## Text section
BEGIN
When I asked an FDA representative about the necessity of those labels on lambskin condoms, he wrote, “Based on our interpretation of the published literature, lambskin condoms are not effective against transmission of STIs” and pointed me toward an informational CDC webpage claiming that lambskin condoms “have pores up to 1,500 nm in diameter … more than 10 times the diameter of HIV and more than 25 times that of HBV [hepatitis B].” Indeed, a 1987 study looked at alcohol-soaked, dried, and then metal-coated lambskin condoms under a microscope and found a pore with a diameter of 1.5 microns. But FDA scientists later wrote that, based on their own research—which involved submerging virus-filled condoms into a beaker of solution for several hours—“Our data suggest that the effective maximum pore or hole size is probably an order of magnitude smaller.”
If lambskin condoms are indeed mostly-but-not-entirely effective against HIV, as those early condom studies suggested, that might translate to hundreds or thousands of failures each year. But that doesn’t mean a lambskin condom “does not protect against HIV infection and other sexually transmitted diseases,” as current FDA labeling lingo would have it. In fact, consistently using lambskin condoms, which feel better than latex during sex, would provide more protection against HIV and other STIs than inconsistently using latex condoms.
So why did the FDA insist on labeling that made lambskin condoms seem entirely ineffectual against STIs, despite evidence to the contrary, and why didn’t condom manufacturers fight back? People were scared, and understandably so. “The concern about HIV/AIDS in the middle ’80s was as anxious as the one about Ebola today,” says Donald Marlowe, the former director of the FDA’s Center for Devices and Radiological Health. And—as we’ve seen with Ebola—fear can lead people and institutions to make irrational, overcautious decisions. In this case, fear of AIDS led the public health establishment to rule out a condom that protected against most STIs, that didn’t break, and that people liked using.
END
## Questions on the material
- A) Duplicate the text on lambskin condoms, beginning at the words "So why did the" and stopping after "people liked using.".
- B) Write the next part of the text on lambskin condoms, picking up after its final sentence.
These items were drawn from a separate source.

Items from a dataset
BEGIN
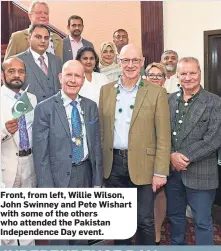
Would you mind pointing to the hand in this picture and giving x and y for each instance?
(12, 126)
(179, 161)
(158, 182)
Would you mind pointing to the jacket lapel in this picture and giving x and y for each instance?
(173, 108)
(67, 44)
(62, 113)
(199, 107)
(141, 93)
(112, 105)
(30, 60)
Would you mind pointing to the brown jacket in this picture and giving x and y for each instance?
(149, 135)
(19, 43)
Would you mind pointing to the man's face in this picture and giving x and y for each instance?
(189, 76)
(120, 39)
(40, 14)
(39, 40)
(76, 27)
(72, 78)
(131, 62)
(170, 61)
(14, 74)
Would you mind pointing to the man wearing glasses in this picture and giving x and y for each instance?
(135, 138)
(74, 41)
(169, 59)
(38, 14)
(196, 136)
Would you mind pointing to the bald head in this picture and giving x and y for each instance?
(72, 78)
(131, 60)
(74, 64)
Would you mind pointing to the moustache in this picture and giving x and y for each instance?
(17, 80)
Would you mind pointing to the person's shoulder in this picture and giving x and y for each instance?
(88, 101)
(211, 97)
(56, 36)
(19, 34)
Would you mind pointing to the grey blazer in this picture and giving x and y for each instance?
(52, 144)
(67, 50)
(201, 140)
(36, 86)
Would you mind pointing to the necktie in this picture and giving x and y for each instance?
(77, 137)
(43, 65)
(23, 133)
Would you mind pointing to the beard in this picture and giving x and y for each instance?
(170, 68)
(14, 84)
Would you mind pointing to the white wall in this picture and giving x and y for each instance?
(184, 24)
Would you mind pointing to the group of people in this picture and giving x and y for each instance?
(100, 122)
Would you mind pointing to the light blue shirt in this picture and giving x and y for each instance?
(68, 108)
(125, 99)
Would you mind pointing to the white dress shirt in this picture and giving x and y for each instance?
(36, 57)
(75, 46)
(92, 89)
(171, 84)
(68, 108)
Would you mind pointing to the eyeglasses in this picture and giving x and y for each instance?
(13, 72)
(157, 76)
(191, 74)
(134, 61)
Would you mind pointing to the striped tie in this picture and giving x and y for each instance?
(43, 65)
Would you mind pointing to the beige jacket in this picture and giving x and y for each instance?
(149, 134)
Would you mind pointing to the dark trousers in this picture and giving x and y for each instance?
(200, 202)
(145, 202)
(81, 177)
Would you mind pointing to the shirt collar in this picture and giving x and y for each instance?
(36, 55)
(136, 85)
(9, 92)
(67, 100)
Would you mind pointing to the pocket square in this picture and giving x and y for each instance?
(93, 121)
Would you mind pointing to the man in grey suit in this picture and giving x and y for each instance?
(42, 68)
(196, 136)
(74, 41)
(66, 138)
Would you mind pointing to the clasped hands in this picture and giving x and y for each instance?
(179, 161)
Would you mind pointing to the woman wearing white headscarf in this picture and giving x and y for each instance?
(107, 65)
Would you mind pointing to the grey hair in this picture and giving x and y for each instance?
(188, 59)
(31, 7)
(168, 52)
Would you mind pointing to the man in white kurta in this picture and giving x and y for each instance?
(16, 163)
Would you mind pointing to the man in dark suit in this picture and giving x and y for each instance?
(42, 68)
(66, 138)
(196, 136)
(38, 14)
(74, 41)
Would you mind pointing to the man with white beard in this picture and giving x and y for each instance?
(169, 59)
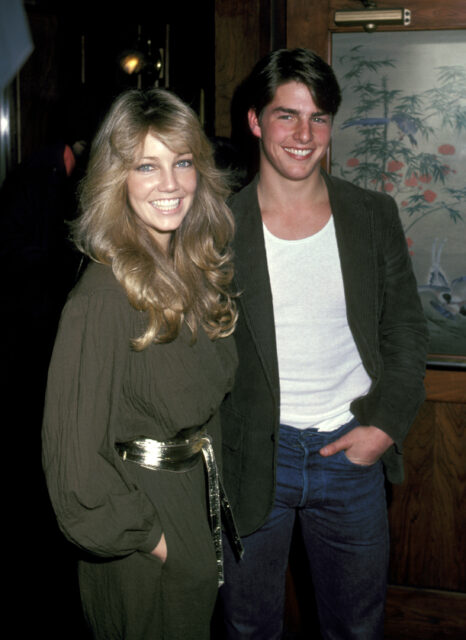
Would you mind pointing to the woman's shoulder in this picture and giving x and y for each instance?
(98, 278)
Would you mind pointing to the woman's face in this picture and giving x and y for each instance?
(161, 187)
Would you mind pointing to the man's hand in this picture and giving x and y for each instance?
(362, 445)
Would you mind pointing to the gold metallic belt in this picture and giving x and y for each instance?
(181, 454)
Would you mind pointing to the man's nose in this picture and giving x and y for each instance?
(303, 131)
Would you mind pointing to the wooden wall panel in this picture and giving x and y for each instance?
(237, 48)
(425, 14)
(307, 25)
(427, 512)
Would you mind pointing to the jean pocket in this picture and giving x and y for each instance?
(356, 465)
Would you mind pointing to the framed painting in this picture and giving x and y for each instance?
(401, 129)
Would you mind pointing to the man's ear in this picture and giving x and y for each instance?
(254, 123)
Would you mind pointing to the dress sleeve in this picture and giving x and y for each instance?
(97, 504)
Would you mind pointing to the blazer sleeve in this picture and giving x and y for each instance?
(98, 506)
(402, 335)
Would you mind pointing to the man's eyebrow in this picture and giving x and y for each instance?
(293, 112)
(296, 112)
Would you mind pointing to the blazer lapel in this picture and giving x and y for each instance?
(252, 280)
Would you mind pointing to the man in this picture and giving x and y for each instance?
(332, 345)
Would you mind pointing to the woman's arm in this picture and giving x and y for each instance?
(97, 504)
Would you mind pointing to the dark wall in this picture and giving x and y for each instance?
(69, 39)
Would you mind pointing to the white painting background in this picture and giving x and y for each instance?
(436, 238)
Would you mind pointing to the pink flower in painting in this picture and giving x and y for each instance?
(411, 181)
(394, 165)
(446, 149)
(429, 196)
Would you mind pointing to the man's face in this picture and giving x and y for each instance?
(294, 133)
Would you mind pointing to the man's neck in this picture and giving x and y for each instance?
(293, 209)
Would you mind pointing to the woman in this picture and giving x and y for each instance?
(142, 360)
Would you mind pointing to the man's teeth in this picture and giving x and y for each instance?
(167, 204)
(298, 152)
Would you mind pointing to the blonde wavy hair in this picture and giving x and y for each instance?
(190, 283)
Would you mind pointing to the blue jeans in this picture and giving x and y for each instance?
(342, 511)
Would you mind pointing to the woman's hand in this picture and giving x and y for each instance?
(160, 550)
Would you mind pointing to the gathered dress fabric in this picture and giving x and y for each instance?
(101, 391)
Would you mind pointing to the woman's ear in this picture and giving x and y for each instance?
(254, 124)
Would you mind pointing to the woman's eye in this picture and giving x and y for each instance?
(184, 164)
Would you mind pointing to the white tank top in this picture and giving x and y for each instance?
(320, 369)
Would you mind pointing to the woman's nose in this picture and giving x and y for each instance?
(168, 181)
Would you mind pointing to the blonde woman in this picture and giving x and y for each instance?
(142, 360)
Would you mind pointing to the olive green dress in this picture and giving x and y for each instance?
(100, 391)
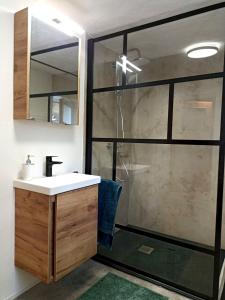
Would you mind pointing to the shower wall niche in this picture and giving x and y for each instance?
(156, 124)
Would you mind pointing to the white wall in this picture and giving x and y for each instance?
(18, 138)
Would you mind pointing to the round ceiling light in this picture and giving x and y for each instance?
(203, 51)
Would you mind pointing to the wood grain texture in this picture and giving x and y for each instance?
(21, 64)
(33, 233)
(75, 229)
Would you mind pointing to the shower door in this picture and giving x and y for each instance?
(155, 123)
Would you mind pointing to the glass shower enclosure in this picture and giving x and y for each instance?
(156, 124)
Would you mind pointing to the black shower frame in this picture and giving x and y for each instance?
(214, 251)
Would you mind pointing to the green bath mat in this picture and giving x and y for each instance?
(112, 287)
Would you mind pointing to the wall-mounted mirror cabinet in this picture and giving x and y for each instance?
(46, 71)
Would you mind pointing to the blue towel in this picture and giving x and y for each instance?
(109, 194)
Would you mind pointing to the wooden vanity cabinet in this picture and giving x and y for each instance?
(55, 234)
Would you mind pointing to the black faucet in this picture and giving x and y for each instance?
(49, 164)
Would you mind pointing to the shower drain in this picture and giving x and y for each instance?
(145, 249)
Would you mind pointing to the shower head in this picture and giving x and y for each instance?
(140, 61)
(134, 55)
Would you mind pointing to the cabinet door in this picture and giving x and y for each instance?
(75, 229)
(33, 233)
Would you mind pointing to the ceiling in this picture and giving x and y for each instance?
(173, 38)
(105, 16)
(99, 17)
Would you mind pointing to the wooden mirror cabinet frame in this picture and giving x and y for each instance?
(22, 51)
(22, 35)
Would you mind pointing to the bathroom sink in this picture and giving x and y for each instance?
(57, 184)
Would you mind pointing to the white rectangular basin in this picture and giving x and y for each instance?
(57, 184)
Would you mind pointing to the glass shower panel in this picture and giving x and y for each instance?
(102, 159)
(176, 188)
(160, 52)
(107, 71)
(197, 110)
(135, 113)
(104, 115)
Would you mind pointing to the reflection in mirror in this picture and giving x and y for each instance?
(53, 75)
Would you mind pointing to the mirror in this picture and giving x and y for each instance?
(53, 75)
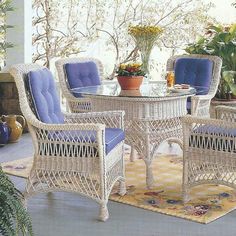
END
## Responses per task
- A)
So why did the FDA insist on labeling that made lambskin condoms seem entirely ineffectual against STIs, despite evidence to the contrary, and why didn’t condom manufacturers fight back? People were scared, and understandably so. “The concern about HIV/AIDS in the middle ’80s was as anxious as the one about Ebola today,” says Donald Marlowe, the former director of the FDA’s Center for Devices and Radiological Health. And—as we’ve seen with Ebola—fear can lead people and institutions to make irrational, overcautious decisions. In this case, fear of AIDS led the public health establishment to rule out a condom that protected against most STIs, that didn’t break, and that people liked using.

- B)
In a small laboratory in an office park in northern San Diego filled with Mason jars, a Vitamix blender, and glass phalluses, Gates Foundation grantee Mark McGlothlin showed me a few prototypes of his reconstituted collagen condom. McGlothlin is trying to develop a condom that marries the sensation of lambskin with the security of latex. His idea is to take common agricultural waste products, like cow tendons and fish skins, break them down to pure collagen, blend them with plasticizers, and turn the resulting soup into film. The preliminary condoms he showed me were soft and thin, but they broke very easily; I was able to pull one apart using the same amount of pressure I might use to tear a basil leaf. “When you have something that’s intact to start with, sort of like the skin condom, it comes from the animal that way, it’s intact. It has the advantage that Mother Nature put it all together correctly,” McGlothlin said. “We’re trying to tear all that apart and then put it back together, and I have to admit, we’re not as skilled as Mother Nature at putting it back together.” (He has since created a stronger prototype.)
McGlothlin is a condom inventing vet. He started our interview by dipping a Naturalamb condom in some water, blowing up a latex condom into a balloon twice as big as his head, stretching a polyethylene condom until it lost its shape, and inviting me to put my finger inside a Tenga masturbation aid. McGlothlin is in his late 50s, with bushy black eyebrows, thinning gray hair, and a slight paunch; his voice is slightly nasal and has an unmistakable trace of a Chicago accent. McGlothlin met his wife, Alice, when they were both working at Baxter, a health care and pharmaceutical company, in Chicago. They moved to San Diego to start their own medical equipment company, Apex Medical Technologies, in 1985, and had three daughters who are now in their teens and 20s.
At Baxter, McGlothlin had worked on kidney dialysis equipment, heart-lung machines, blood donation equipment, and other medical devices that contain polyurethane. So by the time he launched Apex, McGlothlin was known as a polyurethane expert. When the AIDS crisis hit, McGlothlin devoted his knowledge of polyurethane to developing a brand-new type of prophylactic—what would eventually become the first commercially available polyurethane condom.
Polyurethane is an enormously versatile polymer. You’ve probably encountered it in the foam in your mattress, or the insulation in the walls of your house, or the soles of your sneakers. The polyurethane film that McGlothlin hoped to turn into a condom has properties of both rubber and plastic—it stretches without breaking, but it doesn’t have nearly as much give as latex. What it lacks in stretchiness, however, polyurethane makes up for in strength—McGlothlin believed he could make a polyurethane condom twice as thin as latex but just as durable. Unlike latex, polyurethane film is also transparent, odorless, and hypoallergenic, and, like lambskin condoms, it transmits heat.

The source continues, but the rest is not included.